▸ **Task directions**:
Write out the entries below exactly, but only from the line containing "pin the hanging sign, one dot per instance" through the line containing "x=321, y=149", and without the pictures.

▸ **Records for the exercise**:
..........

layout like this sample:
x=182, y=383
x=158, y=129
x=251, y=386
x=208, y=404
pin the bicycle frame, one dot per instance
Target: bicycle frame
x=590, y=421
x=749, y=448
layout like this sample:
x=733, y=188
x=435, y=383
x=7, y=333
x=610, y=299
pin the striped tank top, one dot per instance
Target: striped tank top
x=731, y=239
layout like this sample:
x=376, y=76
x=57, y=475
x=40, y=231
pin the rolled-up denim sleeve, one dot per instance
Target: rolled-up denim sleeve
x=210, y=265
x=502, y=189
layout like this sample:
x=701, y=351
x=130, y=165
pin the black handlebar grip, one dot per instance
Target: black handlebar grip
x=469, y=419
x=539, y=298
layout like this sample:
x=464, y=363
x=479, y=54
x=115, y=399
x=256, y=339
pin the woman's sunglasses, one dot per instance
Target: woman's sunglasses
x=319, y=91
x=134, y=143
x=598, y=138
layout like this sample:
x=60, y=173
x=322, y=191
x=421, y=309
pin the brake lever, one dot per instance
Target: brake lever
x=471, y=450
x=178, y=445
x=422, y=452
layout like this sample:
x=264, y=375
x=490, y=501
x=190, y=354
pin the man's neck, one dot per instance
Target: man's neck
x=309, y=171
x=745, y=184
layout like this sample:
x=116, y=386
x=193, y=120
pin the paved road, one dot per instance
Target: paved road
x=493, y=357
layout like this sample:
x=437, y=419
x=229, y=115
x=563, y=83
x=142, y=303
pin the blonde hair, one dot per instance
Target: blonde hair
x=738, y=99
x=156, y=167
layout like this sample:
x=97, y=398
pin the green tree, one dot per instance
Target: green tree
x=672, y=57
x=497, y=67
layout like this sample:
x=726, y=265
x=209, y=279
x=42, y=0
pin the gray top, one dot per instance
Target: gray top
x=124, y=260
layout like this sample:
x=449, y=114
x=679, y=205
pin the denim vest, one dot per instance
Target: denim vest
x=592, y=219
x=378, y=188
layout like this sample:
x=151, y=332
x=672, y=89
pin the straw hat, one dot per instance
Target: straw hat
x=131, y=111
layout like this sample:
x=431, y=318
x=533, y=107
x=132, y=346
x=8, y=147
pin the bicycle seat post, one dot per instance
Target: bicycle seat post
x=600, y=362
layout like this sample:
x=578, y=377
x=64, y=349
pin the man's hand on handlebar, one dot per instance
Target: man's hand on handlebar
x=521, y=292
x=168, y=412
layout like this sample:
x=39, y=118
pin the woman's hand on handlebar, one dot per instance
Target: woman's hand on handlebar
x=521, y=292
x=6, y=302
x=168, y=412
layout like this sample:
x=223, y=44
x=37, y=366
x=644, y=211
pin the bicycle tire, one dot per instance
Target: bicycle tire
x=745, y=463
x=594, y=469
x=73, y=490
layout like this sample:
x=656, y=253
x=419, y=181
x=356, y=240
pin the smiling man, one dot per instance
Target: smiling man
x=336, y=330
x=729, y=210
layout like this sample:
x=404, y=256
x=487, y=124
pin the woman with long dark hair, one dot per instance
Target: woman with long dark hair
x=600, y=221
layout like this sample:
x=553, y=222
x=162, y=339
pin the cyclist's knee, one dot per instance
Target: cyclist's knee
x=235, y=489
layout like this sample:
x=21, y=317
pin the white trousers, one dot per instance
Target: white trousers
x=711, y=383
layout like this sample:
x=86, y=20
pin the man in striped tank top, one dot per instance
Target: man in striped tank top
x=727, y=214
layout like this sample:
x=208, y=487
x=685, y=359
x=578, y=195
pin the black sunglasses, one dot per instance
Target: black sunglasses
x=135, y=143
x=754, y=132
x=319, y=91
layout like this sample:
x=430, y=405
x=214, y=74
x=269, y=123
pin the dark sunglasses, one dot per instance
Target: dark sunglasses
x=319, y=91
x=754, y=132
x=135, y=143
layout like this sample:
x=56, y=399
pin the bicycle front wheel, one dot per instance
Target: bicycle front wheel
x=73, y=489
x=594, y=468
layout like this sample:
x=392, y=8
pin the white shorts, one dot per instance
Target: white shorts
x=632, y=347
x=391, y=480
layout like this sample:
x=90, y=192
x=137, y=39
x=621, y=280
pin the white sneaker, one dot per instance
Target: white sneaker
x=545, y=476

..........

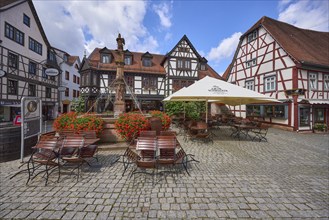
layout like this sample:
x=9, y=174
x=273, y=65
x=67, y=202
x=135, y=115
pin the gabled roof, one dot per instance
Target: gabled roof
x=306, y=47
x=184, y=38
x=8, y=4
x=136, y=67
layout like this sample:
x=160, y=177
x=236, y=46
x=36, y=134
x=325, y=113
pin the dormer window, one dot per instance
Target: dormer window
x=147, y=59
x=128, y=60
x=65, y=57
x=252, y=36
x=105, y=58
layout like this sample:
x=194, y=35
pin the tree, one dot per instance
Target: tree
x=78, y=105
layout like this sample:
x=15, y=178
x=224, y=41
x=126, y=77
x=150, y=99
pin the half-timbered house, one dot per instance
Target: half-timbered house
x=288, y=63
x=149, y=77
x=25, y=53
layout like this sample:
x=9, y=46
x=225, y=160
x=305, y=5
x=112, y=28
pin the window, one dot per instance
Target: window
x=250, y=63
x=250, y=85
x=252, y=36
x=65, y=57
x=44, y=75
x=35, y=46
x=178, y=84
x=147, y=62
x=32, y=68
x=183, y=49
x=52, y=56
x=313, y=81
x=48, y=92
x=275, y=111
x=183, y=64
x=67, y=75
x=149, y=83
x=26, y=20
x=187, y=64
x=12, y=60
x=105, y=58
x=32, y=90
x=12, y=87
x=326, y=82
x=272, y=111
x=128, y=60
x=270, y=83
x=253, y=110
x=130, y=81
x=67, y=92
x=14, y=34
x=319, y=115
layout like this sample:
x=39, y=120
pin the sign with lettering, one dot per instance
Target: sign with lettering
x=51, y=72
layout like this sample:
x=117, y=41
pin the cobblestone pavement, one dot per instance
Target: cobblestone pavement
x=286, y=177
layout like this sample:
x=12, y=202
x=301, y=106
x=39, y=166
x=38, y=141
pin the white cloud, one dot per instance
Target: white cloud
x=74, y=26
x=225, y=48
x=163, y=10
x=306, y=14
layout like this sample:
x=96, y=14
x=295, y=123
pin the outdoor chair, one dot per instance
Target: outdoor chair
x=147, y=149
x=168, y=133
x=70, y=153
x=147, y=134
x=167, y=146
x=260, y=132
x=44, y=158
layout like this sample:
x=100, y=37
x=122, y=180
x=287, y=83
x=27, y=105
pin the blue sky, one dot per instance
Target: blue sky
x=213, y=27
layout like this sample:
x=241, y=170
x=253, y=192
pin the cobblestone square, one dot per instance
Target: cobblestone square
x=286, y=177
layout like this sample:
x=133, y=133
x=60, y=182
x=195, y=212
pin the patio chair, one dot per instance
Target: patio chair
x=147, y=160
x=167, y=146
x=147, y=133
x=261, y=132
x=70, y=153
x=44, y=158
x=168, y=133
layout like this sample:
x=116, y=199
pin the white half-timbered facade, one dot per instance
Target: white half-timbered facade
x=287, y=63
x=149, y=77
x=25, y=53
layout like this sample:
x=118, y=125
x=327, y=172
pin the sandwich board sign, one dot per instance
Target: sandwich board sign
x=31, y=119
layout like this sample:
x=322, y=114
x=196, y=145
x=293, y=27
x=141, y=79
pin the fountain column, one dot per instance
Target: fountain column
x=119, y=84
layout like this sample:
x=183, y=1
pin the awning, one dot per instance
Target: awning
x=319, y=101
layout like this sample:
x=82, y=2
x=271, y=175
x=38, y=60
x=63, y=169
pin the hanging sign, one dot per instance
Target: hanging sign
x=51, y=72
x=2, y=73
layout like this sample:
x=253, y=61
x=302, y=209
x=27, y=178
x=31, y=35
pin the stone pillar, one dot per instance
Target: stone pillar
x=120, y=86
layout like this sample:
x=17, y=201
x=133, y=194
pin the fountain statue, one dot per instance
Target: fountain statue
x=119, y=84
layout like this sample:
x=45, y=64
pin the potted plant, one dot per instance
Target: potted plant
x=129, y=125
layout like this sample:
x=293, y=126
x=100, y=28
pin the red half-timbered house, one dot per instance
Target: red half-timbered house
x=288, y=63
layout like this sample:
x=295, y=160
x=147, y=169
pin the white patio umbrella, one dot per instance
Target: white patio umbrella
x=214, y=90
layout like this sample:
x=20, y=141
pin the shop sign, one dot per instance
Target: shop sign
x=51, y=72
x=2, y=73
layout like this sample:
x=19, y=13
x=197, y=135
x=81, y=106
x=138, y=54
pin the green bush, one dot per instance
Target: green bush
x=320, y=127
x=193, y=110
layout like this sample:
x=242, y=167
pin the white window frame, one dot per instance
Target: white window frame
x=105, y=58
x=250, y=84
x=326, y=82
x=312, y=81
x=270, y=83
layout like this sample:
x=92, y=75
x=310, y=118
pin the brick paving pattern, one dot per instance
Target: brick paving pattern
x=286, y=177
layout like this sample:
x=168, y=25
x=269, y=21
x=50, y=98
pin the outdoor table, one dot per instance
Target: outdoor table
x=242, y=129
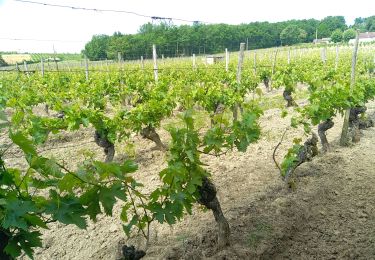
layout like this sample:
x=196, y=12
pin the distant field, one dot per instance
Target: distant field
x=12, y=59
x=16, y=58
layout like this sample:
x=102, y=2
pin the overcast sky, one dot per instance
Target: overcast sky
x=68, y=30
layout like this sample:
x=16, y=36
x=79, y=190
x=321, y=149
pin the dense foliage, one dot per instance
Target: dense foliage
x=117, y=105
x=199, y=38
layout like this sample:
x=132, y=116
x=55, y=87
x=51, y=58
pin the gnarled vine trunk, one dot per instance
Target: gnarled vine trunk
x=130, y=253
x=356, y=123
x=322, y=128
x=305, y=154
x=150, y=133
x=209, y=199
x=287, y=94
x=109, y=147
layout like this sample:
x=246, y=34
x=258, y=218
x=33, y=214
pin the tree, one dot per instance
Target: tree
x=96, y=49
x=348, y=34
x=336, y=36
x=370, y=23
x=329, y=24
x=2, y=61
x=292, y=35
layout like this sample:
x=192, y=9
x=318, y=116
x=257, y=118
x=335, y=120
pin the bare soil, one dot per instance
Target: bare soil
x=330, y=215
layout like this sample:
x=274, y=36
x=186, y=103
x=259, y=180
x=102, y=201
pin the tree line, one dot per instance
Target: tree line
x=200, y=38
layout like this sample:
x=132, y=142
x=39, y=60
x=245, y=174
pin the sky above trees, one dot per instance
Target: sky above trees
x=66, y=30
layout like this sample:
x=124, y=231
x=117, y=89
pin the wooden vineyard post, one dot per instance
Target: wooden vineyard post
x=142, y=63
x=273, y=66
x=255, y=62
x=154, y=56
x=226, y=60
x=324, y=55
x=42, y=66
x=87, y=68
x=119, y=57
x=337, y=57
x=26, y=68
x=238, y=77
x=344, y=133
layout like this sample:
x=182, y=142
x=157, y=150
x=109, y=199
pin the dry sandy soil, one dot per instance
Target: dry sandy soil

..........

▸ **Output below**:
pin the hanging sign, one dot per instance
Target: hanging sign
x=51, y=72
x=2, y=73
layout like this sample:
x=253, y=61
x=302, y=209
x=27, y=178
x=31, y=35
pin the stone pillar, one dot per instance
Target: stone pillar
x=120, y=86
layout like this sample:
x=17, y=201
x=133, y=194
pin the fountain statue, one dot per instance
Target: fountain statue
x=119, y=84
layout like this sample:
x=45, y=64
pin the potted plant, one dot per instance
Target: potted plant
x=129, y=125
layout like this sample:
x=293, y=126
x=100, y=28
pin the red half-timbered house, one dot per instance
Target: red half-timbered house
x=288, y=63
layout like this sample:
x=295, y=160
x=147, y=169
pin the white patio umbrella, one dot per instance
Target: white patio umbrella
x=214, y=90
layout like this sample:
x=20, y=141
pin the shop sign, one dot per instance
Target: shop sign
x=51, y=72
x=2, y=73
layout like this sample:
x=19, y=13
x=197, y=135
x=81, y=106
x=138, y=54
pin the green bush, one dot per instance
Target: green bush
x=320, y=127
x=193, y=110
layout like this sample:
x=242, y=167
pin the white window frame, one dot per instance
Target: white window frame
x=105, y=58
x=250, y=84
x=326, y=82
x=312, y=81
x=270, y=83
layout like this sample:
x=92, y=75
x=310, y=118
pin the brick paving pattern, one dot per instance
Target: brick paving pattern
x=286, y=177
layout like this sample:
x=168, y=25
x=269, y=21
x=50, y=98
pin the outdoor table, one dot per instance
Target: outdoor table
x=242, y=129
layout like this sample:
x=196, y=12
pin the distant field, one dot per instance
Target: distant field
x=12, y=59
x=16, y=58
layout like this sample:
x=102, y=2
pin the overcast sky, one dot per instance
Target: overcast sky
x=68, y=30
layout like this sample:
x=16, y=36
x=79, y=190
x=321, y=149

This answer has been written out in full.